(What the task asks): Print the passage of the studio journal entry between "I returned to" and "I will film.", inclusive, word for word.

I returned to the studio and began to cut away one of the two 'walk' paintings, which have developed from the larger 'walk' canvas, revealing the original painting behind. I've moved into the next stage of the 'walk' painting(s) in relation to my new phrase journal. I had two friends visit my studio on Sunday and I was explaining how my collections of leftovers are a more tangible reminder of the day's work than anything I could write, and one of my friends said 'it's evidence!' - he's quite right as can be seen from the 13/11/16 leftovers that are trimmings from sewing. I have been sewing up fragmentary parts of the 'walk' painting with the intention of creating a wearable painting that can be 'walked' in the landscape by another friend (a life model) whom I will employ to perform the walk, which I will film.

(Recorded data):
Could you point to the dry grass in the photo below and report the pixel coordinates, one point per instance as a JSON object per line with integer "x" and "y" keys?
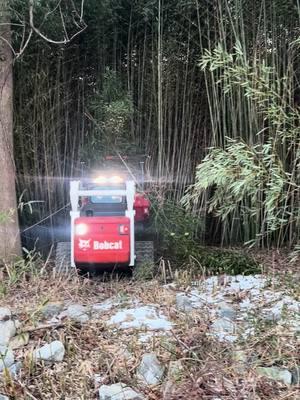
{"x": 210, "y": 369}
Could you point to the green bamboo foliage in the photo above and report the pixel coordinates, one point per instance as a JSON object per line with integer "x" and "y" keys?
{"x": 253, "y": 168}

(The solution):
I returned to the studio and began to cut away one of the two 'walk' paintings, which have developed from the larger 'walk' canvas, revealing the original painting behind. I've moved into the next stage of the 'walk' painting(s) in relation to my new phrase journal. I had two friends visit my studio on Sunday and I was explaining how my collections of leftovers are a more tangible reminder of the day's work than anything I could write, and one of my friends said 'it's evidence!' - he's quite right as can be seen from the 13/11/16 leftovers that are trimmings from sewing. I have been sewing up fragmentary parts of the 'walk' painting with the intention of creating a wearable painting that can be 'walked' in the landscape by another friend (a life model) whom I will employ to perform the walk, which I will film.